Requirement:
In the article about The Halal Guys below, why is the safety pivot somewhat awkward for the brand? Answer in one to three sentences.

Document text:
* * * * * * *

The brand planned on launching a series of excitement-building limited-time promotions and new menu items. But the pandemic made that impossible. The cool, gritty New York City brand had to tell the same careful, cautious story as everybody else: Wear face masks, wash hands, and socially distance. Its buzzy social media now promotes delivery and order-ahead options. It’s experimenting with new store designs that limit guest interaction.
In interviews for this story, everybody at the company hammered the safety message. What they didn’t mention was how the pivot is somewhat awkward for a brand that has historically inspired people to sneak out of their houses to park illegally and eat food on the sidewalk. The cart is many things, but few people visit for its strict adherence to protocol.
On a recent Sunday afternoon, I visited the original Halal Guys cart in Manhattan. Six employees shoveled steaming piles of chicken and meat across the grill; only one employee wore his mask properly, while the others had them pulled down below their noses or chins, and one was entirely mask-free.
Foot traffic is down in Manhattan, so the line was thinner than usual — but it never let up. There were always five to seven people waiting to order, with others eating merrily on benches. Whatever draws people to The Halal Guys, it isn’t the expectation of safety. The brand’s value proposition to date has been something far more social, epicurean, and perhaps hard to deliver in a world defined by COVID-19.

* * * * * * *

Data supplied:
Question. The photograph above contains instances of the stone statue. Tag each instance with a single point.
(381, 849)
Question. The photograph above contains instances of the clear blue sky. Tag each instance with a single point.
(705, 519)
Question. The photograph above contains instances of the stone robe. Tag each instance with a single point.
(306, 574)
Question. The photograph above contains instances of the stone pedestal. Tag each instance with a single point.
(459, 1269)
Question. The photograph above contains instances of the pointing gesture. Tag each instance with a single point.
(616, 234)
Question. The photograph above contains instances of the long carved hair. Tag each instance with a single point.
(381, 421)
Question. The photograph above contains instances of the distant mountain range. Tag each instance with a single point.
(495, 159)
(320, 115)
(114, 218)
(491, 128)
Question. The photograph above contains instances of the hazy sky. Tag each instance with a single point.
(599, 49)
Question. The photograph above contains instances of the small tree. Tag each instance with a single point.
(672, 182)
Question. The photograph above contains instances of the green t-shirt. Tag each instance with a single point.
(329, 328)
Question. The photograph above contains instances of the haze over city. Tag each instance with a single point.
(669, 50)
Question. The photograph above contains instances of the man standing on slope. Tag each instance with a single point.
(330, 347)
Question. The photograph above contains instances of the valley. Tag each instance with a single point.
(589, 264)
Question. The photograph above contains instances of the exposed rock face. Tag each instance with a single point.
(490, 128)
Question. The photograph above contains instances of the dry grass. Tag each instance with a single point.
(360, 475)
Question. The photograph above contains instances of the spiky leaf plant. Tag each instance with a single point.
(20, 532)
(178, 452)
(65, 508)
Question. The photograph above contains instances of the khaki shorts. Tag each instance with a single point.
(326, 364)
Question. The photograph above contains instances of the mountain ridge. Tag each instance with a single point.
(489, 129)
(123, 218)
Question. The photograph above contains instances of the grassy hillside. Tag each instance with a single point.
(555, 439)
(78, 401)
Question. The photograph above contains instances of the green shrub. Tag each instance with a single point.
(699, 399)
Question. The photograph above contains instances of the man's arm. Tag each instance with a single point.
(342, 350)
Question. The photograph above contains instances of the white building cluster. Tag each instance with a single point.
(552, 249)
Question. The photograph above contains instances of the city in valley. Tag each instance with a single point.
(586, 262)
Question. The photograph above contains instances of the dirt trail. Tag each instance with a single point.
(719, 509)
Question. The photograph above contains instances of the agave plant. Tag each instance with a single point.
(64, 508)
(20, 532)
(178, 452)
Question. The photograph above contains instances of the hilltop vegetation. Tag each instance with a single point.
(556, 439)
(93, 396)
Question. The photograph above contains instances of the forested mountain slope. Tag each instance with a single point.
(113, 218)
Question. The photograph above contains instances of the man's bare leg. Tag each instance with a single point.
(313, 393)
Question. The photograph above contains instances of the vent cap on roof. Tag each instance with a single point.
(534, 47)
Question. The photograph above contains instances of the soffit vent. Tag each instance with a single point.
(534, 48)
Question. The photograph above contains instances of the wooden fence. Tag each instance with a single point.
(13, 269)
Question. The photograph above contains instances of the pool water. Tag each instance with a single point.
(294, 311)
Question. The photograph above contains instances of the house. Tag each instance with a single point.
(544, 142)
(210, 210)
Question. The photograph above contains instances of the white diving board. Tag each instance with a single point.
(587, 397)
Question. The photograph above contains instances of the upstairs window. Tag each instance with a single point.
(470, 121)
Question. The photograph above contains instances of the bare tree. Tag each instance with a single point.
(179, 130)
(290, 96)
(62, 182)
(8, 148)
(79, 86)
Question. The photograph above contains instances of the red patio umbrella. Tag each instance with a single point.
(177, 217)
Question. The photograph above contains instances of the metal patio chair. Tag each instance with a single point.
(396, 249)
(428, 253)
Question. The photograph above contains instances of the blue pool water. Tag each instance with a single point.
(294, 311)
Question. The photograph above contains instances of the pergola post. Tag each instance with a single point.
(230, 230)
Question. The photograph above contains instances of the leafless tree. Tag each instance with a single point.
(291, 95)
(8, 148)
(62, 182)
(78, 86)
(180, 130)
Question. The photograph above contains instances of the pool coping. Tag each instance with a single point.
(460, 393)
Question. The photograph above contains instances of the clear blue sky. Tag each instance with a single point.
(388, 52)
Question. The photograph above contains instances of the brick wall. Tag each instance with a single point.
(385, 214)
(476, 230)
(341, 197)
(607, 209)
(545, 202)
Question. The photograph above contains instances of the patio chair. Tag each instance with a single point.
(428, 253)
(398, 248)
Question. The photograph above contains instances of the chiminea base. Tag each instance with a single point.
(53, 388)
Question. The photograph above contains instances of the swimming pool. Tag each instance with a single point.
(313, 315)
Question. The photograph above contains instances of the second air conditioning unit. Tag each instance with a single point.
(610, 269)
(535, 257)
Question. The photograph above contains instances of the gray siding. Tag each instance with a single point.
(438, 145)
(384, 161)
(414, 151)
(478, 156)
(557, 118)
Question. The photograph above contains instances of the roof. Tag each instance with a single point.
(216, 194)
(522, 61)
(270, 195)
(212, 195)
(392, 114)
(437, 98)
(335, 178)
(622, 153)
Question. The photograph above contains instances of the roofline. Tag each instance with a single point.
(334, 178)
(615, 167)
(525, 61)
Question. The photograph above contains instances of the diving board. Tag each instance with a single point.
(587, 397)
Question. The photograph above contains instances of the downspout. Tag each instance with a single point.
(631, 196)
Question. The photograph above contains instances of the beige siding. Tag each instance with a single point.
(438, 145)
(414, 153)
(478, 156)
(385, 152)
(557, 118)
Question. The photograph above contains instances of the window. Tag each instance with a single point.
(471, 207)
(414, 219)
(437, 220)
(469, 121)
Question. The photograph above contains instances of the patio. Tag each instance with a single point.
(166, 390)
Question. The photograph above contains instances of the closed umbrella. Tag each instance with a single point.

* * * * * * *

Task response:
The brand has historically inspired people to sneak out of their houses, park illegally and eat food on the sidewalk. Few people visit the cart for its strict adherence to protocol, so a careful, cautious safety message sits uneasily with it.